▶ Given passage

Updated at 5:15 p.m. Oct. 12 to include statements from the University of Alabama Board of Trustees
Is a sweeping new confidentiality agreement forced on employees of the University of Alabama System Office last week constitutional? One expert on such non-disclosure agreements says it absolutely is not.
“As a clear yes or no First Amendment issue, it’s a big ‘no.’ That is not a legally enforceable policy. There is no legal precedent for imposing a non-disclosure agreement of that scope on government employees,” said Frank D. LoMonte, professor and director of the Brechner Center for Freedom of Information at the University of Florida College of Journalism and Communications.
LoMonte, who is an attorney and also has worked as an investigative reporter, reached out to Lagniappe after reading about UA Chancellor Finis St. John’s office suddenly requiring employees to sign a confidentiality agreement so wide-ranging it would even prohibit them from talking to spouses about what happens at work. Sources familiar with the inner workings of the System Office, speaking on condition of anonymity, have said they believe the agreement was a direct reaction to information about System Office actions being “leaked” to Lagniappe and winding up in news stories.
Perhaps lending credence to that theory, just a few hours after the story broke in Lagniappe Sept. 24 about the System Office requiring employees to sign the confidentiality agreement, the System’s top lawyer sent out an email threatening employees with investigation and imploring them to help identify the leak.

▶ Task description
Reproduce the news article on the University of Alabama confidentiality agreement in full, word for word.

▶ Records supplied
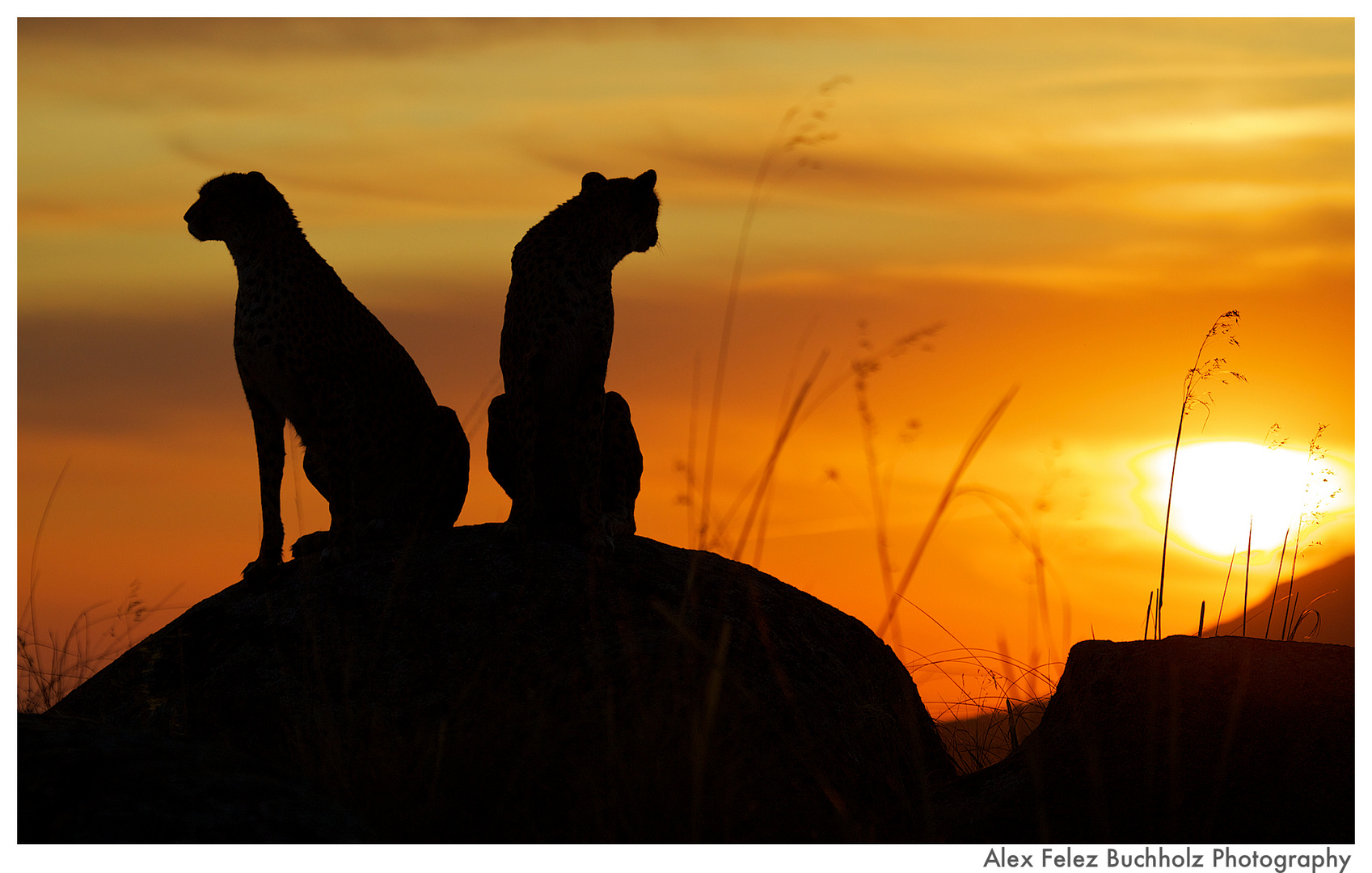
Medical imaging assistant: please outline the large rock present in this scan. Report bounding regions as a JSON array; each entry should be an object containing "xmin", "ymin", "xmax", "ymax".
[
  {"xmin": 18, "ymin": 714, "xmax": 370, "ymax": 843},
  {"xmin": 48, "ymin": 525, "xmax": 952, "ymax": 841},
  {"xmin": 939, "ymin": 637, "xmax": 1353, "ymax": 844}
]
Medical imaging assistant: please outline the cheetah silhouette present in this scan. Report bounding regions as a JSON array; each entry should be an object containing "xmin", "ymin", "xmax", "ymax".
[
  {"xmin": 185, "ymin": 173, "xmax": 471, "ymax": 580},
  {"xmin": 486, "ymin": 171, "xmax": 659, "ymax": 555}
]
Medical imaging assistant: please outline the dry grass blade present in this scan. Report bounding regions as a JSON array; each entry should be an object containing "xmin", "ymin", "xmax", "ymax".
[
  {"xmin": 732, "ymin": 352, "xmax": 829, "ymax": 562},
  {"xmin": 876, "ymin": 384, "xmax": 1020, "ymax": 637},
  {"xmin": 1155, "ymin": 309, "xmax": 1247, "ymax": 639}
]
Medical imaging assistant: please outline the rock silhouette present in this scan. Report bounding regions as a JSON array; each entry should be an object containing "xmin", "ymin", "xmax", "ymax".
[
  {"xmin": 18, "ymin": 714, "xmax": 374, "ymax": 843},
  {"xmin": 40, "ymin": 525, "xmax": 952, "ymax": 841},
  {"xmin": 487, "ymin": 171, "xmax": 659, "ymax": 553},
  {"xmin": 19, "ymin": 535, "xmax": 1354, "ymax": 844},
  {"xmin": 185, "ymin": 173, "xmax": 471, "ymax": 578},
  {"xmin": 939, "ymin": 637, "xmax": 1354, "ymax": 844}
]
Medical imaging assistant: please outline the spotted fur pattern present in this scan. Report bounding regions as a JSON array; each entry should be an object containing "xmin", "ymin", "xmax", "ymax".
[
  {"xmin": 487, "ymin": 171, "xmax": 659, "ymax": 552},
  {"xmin": 185, "ymin": 173, "xmax": 469, "ymax": 578}
]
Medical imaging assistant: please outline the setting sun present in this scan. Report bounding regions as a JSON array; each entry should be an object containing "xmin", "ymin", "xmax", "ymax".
[{"xmin": 1133, "ymin": 441, "xmax": 1352, "ymax": 563}]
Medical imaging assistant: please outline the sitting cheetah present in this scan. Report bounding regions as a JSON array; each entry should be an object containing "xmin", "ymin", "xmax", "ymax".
[
  {"xmin": 486, "ymin": 391, "xmax": 644, "ymax": 539},
  {"xmin": 487, "ymin": 171, "xmax": 659, "ymax": 553},
  {"xmin": 185, "ymin": 173, "xmax": 469, "ymax": 580}
]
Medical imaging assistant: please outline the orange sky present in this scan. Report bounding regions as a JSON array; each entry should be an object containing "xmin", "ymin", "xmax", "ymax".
[{"xmin": 18, "ymin": 19, "xmax": 1354, "ymax": 714}]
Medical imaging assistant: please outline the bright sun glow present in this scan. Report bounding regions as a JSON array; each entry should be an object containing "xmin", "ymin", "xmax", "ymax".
[{"xmin": 1133, "ymin": 442, "xmax": 1346, "ymax": 560}]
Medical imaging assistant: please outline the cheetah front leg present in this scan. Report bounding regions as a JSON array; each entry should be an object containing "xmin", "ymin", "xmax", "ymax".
[{"xmin": 243, "ymin": 384, "xmax": 285, "ymax": 580}]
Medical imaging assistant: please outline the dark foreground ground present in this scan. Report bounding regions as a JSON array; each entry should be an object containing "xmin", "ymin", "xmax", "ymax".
[{"xmin": 19, "ymin": 525, "xmax": 1353, "ymax": 843}]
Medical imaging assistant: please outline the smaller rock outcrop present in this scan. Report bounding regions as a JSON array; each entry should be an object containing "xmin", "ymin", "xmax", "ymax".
[{"xmin": 939, "ymin": 637, "xmax": 1353, "ymax": 843}]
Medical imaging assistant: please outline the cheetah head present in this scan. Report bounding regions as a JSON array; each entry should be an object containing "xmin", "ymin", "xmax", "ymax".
[
  {"xmin": 185, "ymin": 171, "xmax": 299, "ymax": 244},
  {"xmin": 576, "ymin": 171, "xmax": 660, "ymax": 257}
]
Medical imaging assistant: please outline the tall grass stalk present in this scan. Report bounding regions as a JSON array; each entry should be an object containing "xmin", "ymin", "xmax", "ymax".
[
  {"xmin": 1243, "ymin": 515, "xmax": 1252, "ymax": 637},
  {"xmin": 732, "ymin": 352, "xmax": 829, "ymax": 562},
  {"xmin": 1158, "ymin": 309, "xmax": 1247, "ymax": 639},
  {"xmin": 1210, "ymin": 546, "xmax": 1239, "ymax": 637},
  {"xmin": 16, "ymin": 457, "xmax": 179, "ymax": 712},
  {"xmin": 1281, "ymin": 424, "xmax": 1342, "ymax": 639},
  {"xmin": 697, "ymin": 75, "xmax": 851, "ymax": 543},
  {"xmin": 1262, "ymin": 525, "xmax": 1291, "ymax": 639},
  {"xmin": 876, "ymin": 384, "xmax": 1020, "ymax": 639}
]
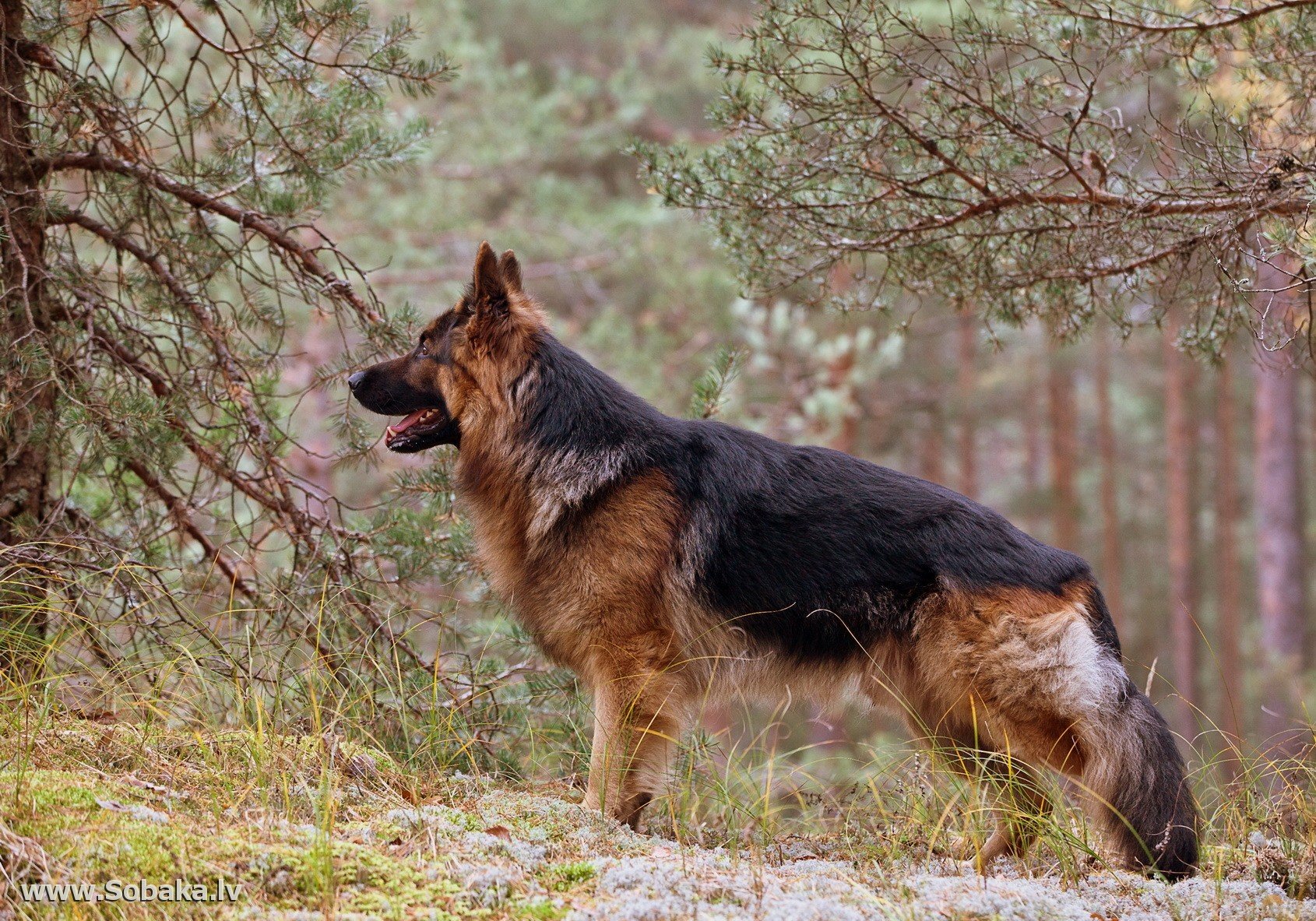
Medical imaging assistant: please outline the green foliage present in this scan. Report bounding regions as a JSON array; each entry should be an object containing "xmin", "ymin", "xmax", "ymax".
[{"xmin": 639, "ymin": 0, "xmax": 1316, "ymax": 354}]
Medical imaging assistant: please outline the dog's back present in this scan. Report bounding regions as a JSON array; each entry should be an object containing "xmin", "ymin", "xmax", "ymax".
[{"xmin": 350, "ymin": 244, "xmax": 1198, "ymax": 877}]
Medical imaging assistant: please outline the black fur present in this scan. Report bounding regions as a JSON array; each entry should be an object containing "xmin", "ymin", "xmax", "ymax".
[{"xmin": 525, "ymin": 334, "xmax": 1119, "ymax": 659}]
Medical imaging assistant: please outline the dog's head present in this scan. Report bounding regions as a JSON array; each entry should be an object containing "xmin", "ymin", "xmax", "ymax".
[{"xmin": 347, "ymin": 242, "xmax": 545, "ymax": 454}]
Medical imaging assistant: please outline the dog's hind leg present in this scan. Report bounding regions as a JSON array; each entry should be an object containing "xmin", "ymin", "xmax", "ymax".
[{"xmin": 910, "ymin": 715, "xmax": 1053, "ymax": 872}]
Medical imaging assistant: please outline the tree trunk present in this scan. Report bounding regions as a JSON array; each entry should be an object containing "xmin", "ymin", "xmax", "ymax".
[
  {"xmin": 919, "ymin": 408, "xmax": 946, "ymax": 483},
  {"xmin": 1161, "ymin": 316, "xmax": 1202, "ymax": 740},
  {"xmin": 1215, "ymin": 357, "xmax": 1244, "ymax": 758},
  {"xmin": 1047, "ymin": 346, "xmax": 1079, "ymax": 551},
  {"xmin": 1096, "ymin": 329, "xmax": 1124, "ymax": 635},
  {"xmin": 955, "ymin": 311, "xmax": 978, "ymax": 499},
  {"xmin": 1253, "ymin": 254, "xmax": 1305, "ymax": 749},
  {"xmin": 0, "ymin": 0, "xmax": 55, "ymax": 679}
]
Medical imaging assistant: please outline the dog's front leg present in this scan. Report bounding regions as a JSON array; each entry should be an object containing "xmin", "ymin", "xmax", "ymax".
[{"xmin": 584, "ymin": 649, "xmax": 688, "ymax": 828}]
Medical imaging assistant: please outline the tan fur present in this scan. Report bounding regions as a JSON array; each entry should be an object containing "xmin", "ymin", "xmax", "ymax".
[{"xmin": 382, "ymin": 244, "xmax": 1152, "ymax": 862}]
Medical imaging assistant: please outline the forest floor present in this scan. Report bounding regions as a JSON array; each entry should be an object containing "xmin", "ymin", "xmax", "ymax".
[{"xmin": 0, "ymin": 722, "xmax": 1316, "ymax": 921}]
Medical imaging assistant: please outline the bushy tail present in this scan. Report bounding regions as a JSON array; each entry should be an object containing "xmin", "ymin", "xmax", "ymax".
[{"xmin": 1083, "ymin": 677, "xmax": 1199, "ymax": 881}]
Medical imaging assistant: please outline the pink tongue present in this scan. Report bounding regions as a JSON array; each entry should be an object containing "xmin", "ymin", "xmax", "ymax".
[{"xmin": 392, "ymin": 410, "xmax": 427, "ymax": 434}]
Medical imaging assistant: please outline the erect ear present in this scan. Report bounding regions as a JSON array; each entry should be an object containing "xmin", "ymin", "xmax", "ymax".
[
  {"xmin": 471, "ymin": 240, "xmax": 508, "ymax": 316},
  {"xmin": 498, "ymin": 250, "xmax": 524, "ymax": 290}
]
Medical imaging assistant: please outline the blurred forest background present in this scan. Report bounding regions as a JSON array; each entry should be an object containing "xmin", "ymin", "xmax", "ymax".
[{"xmin": 0, "ymin": 0, "xmax": 1316, "ymax": 810}]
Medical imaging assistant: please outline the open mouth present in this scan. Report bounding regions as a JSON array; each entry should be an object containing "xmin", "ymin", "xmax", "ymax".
[{"xmin": 384, "ymin": 410, "xmax": 449, "ymax": 452}]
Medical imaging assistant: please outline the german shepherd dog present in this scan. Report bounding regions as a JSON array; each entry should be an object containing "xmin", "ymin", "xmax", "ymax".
[{"xmin": 349, "ymin": 244, "xmax": 1198, "ymax": 879}]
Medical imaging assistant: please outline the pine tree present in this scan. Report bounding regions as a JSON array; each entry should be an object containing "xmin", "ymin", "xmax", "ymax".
[{"xmin": 0, "ymin": 0, "xmax": 452, "ymax": 700}]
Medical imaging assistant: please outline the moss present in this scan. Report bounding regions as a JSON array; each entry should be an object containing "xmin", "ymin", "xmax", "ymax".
[{"xmin": 536, "ymin": 860, "xmax": 599, "ymax": 892}]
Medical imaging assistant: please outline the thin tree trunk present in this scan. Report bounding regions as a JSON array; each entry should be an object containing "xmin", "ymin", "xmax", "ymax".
[
  {"xmin": 1215, "ymin": 357, "xmax": 1244, "ymax": 770},
  {"xmin": 955, "ymin": 311, "xmax": 978, "ymax": 499},
  {"xmin": 919, "ymin": 410, "xmax": 946, "ymax": 483},
  {"xmin": 0, "ymin": 0, "xmax": 55, "ymax": 679},
  {"xmin": 1047, "ymin": 346, "xmax": 1079, "ymax": 551},
  {"xmin": 1161, "ymin": 316, "xmax": 1202, "ymax": 740},
  {"xmin": 1253, "ymin": 248, "xmax": 1305, "ymax": 747},
  {"xmin": 1096, "ymin": 329, "xmax": 1124, "ymax": 635}
]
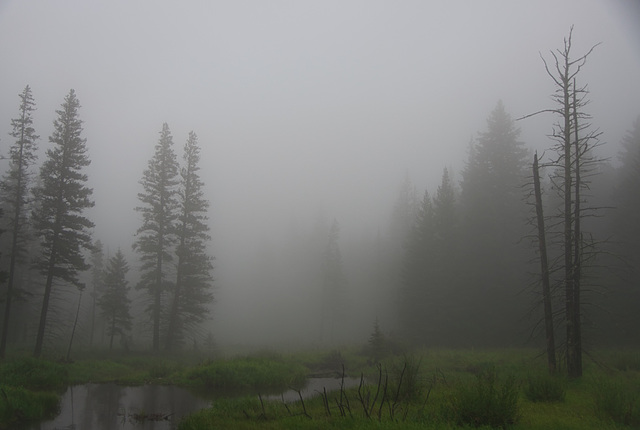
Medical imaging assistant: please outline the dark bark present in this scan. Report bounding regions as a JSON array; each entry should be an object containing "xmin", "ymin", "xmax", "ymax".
[
  {"xmin": 533, "ymin": 153, "xmax": 557, "ymax": 373},
  {"xmin": 67, "ymin": 291, "xmax": 82, "ymax": 361}
]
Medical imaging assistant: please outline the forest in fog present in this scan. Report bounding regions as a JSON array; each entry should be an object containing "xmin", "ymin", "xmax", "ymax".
[{"xmin": 0, "ymin": 2, "xmax": 640, "ymax": 358}]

▶ Answer to the exercise
Updated at 5:15 p.m. Oct. 12 to include statements from the University of Alabama Board of Trustees
Is a sweeping new confidentiality agreement forced on employees of the University of Alabama System Office last week constitutional? One expert on such non-disclosure agreements says it absolutely is not.
“As a clear yes or no First Amendment issue, it’s a big ‘no.’ That is not a legally enforceable policy. There is no legal precedent for imposing a non-disclosure agreement of that scope on government employees,” said Frank D. LoMonte, professor and director of the Brechner Center for Freedom of Information at the University of Florida College of Journalism and Communications.
LoMonte, who is an attorney and also has worked as an investigative reporter, reached out to Lagniappe after reading about UA Chancellor Finis St. John’s office suddenly requiring employees to sign a confidentiality agreement so wide-ranging it would even prohibit them from talking to spouses about what happens at work. Sources familiar with the inner workings of the System Office, speaking on condition of anonymity, have said they believe the agreement was a direct reaction to information about System Office actions being “leaked” to Lagniappe and winding up in news stories.
Perhaps lending credence to that theory, just a few hours after the story broke in Lagniappe Sept. 24 about the System Office requiring employees to sign the confidentiality agreement, the System’s top lawyer sent out an email threatening employees with investigation and imploring them to help identify the leak.